WHAT IS BEING ASKED: Copy out every line of the data below character for character, with nothing changed.

MATERIAL FOR THIS EXERCISE:

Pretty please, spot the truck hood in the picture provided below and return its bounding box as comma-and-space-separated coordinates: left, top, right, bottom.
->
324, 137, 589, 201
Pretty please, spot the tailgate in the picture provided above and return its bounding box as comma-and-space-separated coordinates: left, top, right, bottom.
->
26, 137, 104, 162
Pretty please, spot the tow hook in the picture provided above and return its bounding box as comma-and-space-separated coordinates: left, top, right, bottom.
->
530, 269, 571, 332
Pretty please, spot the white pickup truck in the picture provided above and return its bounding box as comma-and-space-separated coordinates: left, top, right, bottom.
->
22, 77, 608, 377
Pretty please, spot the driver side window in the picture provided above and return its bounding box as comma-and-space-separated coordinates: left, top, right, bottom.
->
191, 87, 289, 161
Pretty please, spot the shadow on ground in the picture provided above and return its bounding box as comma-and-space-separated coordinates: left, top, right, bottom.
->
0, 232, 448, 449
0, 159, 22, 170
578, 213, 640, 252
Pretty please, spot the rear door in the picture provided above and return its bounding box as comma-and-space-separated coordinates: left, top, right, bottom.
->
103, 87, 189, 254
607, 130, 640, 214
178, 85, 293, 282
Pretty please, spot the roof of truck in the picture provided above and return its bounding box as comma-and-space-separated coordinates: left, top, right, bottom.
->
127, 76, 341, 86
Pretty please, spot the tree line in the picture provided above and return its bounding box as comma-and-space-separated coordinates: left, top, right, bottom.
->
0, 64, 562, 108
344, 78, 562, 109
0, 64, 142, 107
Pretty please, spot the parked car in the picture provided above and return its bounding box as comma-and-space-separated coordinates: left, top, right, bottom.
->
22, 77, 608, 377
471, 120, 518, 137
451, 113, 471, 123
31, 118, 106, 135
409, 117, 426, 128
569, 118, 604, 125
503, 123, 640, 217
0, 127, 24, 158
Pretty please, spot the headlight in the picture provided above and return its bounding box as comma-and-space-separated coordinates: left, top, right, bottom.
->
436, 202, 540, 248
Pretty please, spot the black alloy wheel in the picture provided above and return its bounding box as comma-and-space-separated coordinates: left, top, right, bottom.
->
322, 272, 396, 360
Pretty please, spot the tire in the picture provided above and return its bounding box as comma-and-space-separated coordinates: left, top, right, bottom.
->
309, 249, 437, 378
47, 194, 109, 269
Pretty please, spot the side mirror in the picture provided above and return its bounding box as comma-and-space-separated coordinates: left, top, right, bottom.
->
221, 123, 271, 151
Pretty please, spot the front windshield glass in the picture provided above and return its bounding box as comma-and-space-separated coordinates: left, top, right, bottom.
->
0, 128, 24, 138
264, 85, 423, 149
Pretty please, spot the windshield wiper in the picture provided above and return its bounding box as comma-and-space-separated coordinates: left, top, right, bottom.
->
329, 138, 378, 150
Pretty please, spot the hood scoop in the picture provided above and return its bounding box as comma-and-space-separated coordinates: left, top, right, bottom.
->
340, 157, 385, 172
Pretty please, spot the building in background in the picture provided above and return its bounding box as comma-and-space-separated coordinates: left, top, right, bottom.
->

THE ANSWER:
Pretty please, spot the truck hood in the picture provided below and return its bounding box as comma-and-space-separated coordinates: left, top, right, bottom.
->
324, 137, 589, 201
Pretty please, spot the tailgate in the picture provided above and return its bounding box as comma-and-space-separated coordinates: left, top, right, bottom.
->
26, 137, 104, 162
Pretty please, spot the tow hook in the picture provided above and return its bounding box as comma-and-space-separated coordinates: left, top, right, bottom.
->
530, 269, 571, 332
Pretty please, spot the white pickup truck in the picture provided above and return its bounding box as comma-and-space-separated coordinates: left, top, right, bottom.
->
22, 77, 608, 377
Pretty please, spot the driver side window in the picture provided above and return its bounding box as comma-and-space-separated coordinates: left, top, right, bottom.
->
191, 87, 289, 161
Pretty please, spot the shadow on ground in the picture provided above and return its bounding box as comma-and-space-separated coordinates: left, top, right, bottom.
->
0, 232, 448, 449
0, 159, 22, 170
578, 213, 640, 252
Pretty please, spot the rear door in the picture provided above and return its bounding box as comma-and-space-separated coordinates: left, top, right, bottom.
->
103, 87, 189, 254
607, 130, 640, 214
178, 85, 293, 282
Pretty please, spot the roof of truck in the picture provided above and return its bounding box as comma-and-space-separated coordinates: left, top, right, bottom.
->
127, 76, 341, 86
Pretty please, spot the tree line in the picture provided above and return its bounding box as comma-and-space-separated coordinates: left, top, right, bottom.
->
0, 64, 562, 108
344, 78, 562, 109
0, 64, 142, 107
Pretty please, spot the parked car in the picture provided above and return its bounding box as comma-and-space-separated coordinates: left, top, right, bottom.
->
22, 77, 608, 377
471, 120, 518, 137
451, 113, 471, 123
31, 118, 106, 135
409, 117, 426, 128
569, 118, 604, 125
503, 123, 640, 217
0, 127, 24, 158
Pretty please, spot the headlight in the picture provided above and return its bounding box as comma-and-space-separated coordinates: left, top, right, bottom.
->
436, 202, 540, 248
Pretty please, spot the black alloy wheel in the picture provided above and return its bounding box as comma-and-space-separated coordinates: left, top, right, bottom.
->
322, 272, 396, 360
Pretty please, spot the tire in the picture provided above and return its bounding box as comma-and-space-separated coordinates: left, top, right, bottom.
->
309, 249, 437, 378
47, 194, 109, 269
Pretty please, spot the side mirror in the picture provided above and return its bounding box as comma-and-space-separated coordinates: left, top, right, bottom.
->
221, 123, 271, 151
Pretty please, spot the front windshield glass in the picture provided above and return its bounding box as comma-and-space-separated coordinates: left, top, right, bottom.
->
0, 128, 24, 138
264, 85, 423, 149
Pretty please, spot the windshield wiper in the picture provided above and return its bounding box as comma-and-space-separated coordinates: left, top, right, bottom.
->
329, 138, 378, 150
Pretty please, spot the hood scoop in the picture provided above and return its bounding box as comma-and-space-separated coordinates: left, top, right, bottom.
->
340, 157, 385, 172
Pretty please, spot the building in background in the picture provided above and return its bounding box as comma-and-space-separated coordinates: left, top, right, bottom.
->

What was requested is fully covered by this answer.